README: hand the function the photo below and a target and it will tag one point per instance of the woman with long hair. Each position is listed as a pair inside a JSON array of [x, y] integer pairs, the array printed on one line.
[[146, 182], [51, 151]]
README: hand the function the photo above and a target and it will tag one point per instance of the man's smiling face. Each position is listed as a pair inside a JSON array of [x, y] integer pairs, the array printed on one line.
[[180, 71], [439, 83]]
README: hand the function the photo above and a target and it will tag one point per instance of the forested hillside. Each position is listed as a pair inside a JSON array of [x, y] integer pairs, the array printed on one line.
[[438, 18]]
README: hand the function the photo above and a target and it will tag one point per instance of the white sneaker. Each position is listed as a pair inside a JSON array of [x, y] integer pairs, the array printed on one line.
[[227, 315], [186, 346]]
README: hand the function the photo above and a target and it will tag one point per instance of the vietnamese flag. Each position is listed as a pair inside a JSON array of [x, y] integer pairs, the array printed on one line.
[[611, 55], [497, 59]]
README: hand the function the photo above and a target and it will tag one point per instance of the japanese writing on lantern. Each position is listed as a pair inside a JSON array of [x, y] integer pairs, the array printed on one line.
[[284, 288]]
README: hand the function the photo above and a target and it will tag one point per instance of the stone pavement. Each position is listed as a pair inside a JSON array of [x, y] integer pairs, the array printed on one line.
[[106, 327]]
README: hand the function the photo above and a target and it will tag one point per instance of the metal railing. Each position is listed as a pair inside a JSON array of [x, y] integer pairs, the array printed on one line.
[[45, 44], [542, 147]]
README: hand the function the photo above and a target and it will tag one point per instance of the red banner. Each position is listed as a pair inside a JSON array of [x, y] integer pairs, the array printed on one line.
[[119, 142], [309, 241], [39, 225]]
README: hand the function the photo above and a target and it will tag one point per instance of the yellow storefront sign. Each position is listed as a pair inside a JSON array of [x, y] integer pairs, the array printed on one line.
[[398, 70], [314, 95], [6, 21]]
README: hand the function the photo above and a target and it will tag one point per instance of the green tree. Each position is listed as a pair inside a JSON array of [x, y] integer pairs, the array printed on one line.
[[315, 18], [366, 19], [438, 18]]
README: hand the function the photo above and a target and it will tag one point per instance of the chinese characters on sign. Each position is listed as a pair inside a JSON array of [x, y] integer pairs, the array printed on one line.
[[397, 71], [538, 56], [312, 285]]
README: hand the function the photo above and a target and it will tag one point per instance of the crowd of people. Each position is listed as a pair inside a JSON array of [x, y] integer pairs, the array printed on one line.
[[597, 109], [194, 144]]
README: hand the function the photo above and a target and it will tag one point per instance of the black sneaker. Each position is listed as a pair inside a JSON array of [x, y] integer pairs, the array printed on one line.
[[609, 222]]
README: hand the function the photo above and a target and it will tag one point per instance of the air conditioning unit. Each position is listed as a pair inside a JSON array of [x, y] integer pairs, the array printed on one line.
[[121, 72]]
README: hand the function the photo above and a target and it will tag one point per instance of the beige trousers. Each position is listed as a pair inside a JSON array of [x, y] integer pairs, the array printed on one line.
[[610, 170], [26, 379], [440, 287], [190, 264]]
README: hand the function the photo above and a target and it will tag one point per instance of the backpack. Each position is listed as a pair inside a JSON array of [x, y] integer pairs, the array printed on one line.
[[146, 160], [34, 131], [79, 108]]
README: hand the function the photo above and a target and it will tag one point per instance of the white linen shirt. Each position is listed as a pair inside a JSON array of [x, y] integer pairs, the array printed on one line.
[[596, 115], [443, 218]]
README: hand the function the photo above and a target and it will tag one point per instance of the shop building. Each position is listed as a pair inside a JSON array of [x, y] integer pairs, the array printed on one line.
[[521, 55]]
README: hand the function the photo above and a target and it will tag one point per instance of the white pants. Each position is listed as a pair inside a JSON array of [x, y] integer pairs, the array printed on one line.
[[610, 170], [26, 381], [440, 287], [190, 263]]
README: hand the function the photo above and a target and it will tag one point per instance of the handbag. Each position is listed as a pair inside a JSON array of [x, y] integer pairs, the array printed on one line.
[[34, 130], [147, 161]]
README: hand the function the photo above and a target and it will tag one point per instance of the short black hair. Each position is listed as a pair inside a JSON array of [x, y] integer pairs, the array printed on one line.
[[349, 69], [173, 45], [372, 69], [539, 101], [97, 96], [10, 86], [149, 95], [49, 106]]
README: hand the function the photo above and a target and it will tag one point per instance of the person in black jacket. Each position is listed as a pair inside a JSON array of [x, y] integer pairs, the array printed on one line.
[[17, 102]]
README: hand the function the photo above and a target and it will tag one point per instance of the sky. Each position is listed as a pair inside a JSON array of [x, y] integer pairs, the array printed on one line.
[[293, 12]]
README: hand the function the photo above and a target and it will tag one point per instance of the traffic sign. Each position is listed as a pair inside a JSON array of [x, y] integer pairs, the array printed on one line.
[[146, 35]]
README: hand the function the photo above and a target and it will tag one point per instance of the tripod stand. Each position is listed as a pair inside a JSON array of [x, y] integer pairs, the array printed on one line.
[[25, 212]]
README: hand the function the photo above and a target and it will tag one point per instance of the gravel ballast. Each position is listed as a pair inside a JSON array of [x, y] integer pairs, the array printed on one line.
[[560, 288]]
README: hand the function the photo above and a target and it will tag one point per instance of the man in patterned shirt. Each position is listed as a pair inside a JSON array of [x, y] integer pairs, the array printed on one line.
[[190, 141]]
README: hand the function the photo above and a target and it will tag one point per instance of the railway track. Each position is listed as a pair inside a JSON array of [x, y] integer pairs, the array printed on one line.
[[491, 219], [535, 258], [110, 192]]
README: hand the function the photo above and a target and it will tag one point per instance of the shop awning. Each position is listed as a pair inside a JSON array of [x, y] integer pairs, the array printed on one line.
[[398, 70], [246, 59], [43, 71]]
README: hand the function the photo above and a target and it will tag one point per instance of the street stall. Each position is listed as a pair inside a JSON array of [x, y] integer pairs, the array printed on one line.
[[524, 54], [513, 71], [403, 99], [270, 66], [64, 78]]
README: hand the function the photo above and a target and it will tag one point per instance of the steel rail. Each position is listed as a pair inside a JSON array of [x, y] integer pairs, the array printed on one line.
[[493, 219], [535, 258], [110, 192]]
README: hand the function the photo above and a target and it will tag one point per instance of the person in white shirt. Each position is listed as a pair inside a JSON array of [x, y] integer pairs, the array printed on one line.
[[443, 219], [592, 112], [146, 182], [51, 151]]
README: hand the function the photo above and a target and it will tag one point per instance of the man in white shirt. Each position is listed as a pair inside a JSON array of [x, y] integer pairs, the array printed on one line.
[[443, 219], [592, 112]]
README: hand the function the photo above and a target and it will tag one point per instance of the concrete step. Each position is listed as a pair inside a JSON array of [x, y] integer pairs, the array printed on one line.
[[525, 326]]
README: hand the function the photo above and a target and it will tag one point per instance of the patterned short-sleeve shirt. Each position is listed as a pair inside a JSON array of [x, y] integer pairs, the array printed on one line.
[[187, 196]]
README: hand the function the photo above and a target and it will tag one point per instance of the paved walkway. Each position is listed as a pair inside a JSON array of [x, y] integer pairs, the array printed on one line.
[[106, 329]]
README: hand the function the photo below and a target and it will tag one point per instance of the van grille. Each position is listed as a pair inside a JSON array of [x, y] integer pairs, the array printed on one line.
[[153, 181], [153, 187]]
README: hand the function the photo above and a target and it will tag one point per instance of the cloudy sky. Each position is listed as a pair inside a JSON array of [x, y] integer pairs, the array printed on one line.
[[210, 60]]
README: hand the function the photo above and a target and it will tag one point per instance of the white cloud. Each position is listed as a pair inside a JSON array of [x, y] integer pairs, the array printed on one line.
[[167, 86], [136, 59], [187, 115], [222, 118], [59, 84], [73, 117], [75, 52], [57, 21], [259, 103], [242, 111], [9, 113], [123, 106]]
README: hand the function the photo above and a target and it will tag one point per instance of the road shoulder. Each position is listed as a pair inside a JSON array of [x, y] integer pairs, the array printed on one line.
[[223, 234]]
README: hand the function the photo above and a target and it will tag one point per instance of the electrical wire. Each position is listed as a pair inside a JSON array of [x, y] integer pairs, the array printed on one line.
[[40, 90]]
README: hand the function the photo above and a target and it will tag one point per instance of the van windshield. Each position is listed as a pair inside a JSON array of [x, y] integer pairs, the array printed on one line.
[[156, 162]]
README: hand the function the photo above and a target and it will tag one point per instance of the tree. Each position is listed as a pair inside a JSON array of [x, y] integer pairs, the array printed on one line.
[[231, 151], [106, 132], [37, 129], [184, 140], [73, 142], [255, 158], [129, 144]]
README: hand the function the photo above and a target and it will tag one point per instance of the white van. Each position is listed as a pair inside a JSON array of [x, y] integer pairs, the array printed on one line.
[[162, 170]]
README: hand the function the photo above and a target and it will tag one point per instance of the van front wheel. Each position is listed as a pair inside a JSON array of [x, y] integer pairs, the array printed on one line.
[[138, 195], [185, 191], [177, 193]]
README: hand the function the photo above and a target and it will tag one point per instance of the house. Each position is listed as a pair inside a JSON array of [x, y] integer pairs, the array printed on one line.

__Given task__. Can you rewrite the material between the lines holding "of the stone" and "[[315, 18], [366, 19], [438, 18]]", inclusive, with "metal railing" changed to "steel railing" and nothing else altered?

__Final result__.
README: hand the function the photo above and a target and it will tag one point per instance of the stone pavement. Each position is listed as a pair inside a JSON array of [x, y] integer pairs, the array printed on one line.
[[106, 327]]
README: hand the function the photo above and a target and it will tag one point per instance of the steel railing. Each position is listed as a pair inside a JSON array of [x, y] integer pairs, the array printed on one line.
[[45, 44], [542, 147]]
README: hand the function the photo above and a target and it will tag one point per instance of the red banner. Each position is listed as a pair inside a JSON array of [x, y] integer pairs, the array printed on one line.
[[119, 142], [309, 241], [39, 225]]
README: hand the function the photo above and a target and it will tag one point per instance of the yellow storefront sign. Each position is listed as a pair inside a JSON array of [x, y] integer pairs, the array printed on one line.
[[398, 70], [314, 95], [6, 21]]
README: hand the function the photo above and a target and it will tag one point per instance of the green tree. Each position is listed as a pair inside a JSON array of [x, y] integer pairs, the array printed on one line.
[[315, 18], [366, 19], [438, 18]]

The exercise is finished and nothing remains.